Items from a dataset
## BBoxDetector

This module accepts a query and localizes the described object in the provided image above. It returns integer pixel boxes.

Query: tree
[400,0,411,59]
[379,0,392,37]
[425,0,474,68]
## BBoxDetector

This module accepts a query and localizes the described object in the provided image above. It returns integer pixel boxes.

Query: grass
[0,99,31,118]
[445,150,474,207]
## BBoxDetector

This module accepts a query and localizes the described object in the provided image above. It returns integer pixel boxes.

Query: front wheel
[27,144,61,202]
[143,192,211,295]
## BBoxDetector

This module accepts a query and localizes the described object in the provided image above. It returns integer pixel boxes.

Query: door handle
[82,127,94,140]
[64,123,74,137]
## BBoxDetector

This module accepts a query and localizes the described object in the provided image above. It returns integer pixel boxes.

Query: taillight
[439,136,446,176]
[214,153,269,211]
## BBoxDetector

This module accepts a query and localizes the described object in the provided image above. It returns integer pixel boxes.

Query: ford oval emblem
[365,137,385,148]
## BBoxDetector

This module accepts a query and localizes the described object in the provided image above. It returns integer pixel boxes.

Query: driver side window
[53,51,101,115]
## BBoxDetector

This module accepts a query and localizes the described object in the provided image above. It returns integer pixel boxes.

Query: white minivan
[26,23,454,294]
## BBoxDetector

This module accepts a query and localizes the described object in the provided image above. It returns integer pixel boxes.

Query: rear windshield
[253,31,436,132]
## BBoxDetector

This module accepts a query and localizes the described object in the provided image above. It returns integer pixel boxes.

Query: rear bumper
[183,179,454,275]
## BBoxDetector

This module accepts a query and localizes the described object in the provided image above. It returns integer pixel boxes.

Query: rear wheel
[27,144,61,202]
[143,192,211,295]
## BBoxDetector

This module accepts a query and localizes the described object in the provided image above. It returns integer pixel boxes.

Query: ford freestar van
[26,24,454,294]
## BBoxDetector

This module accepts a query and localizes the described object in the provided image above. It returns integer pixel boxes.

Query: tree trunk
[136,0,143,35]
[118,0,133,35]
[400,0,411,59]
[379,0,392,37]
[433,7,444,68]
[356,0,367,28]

> [WORK TO COMPLETE] Extract every line above that contains the word "ford" and list them.

> [OUTPUT FOR THIS TASK]
Query: ford oval emblem
Query: ford freestar van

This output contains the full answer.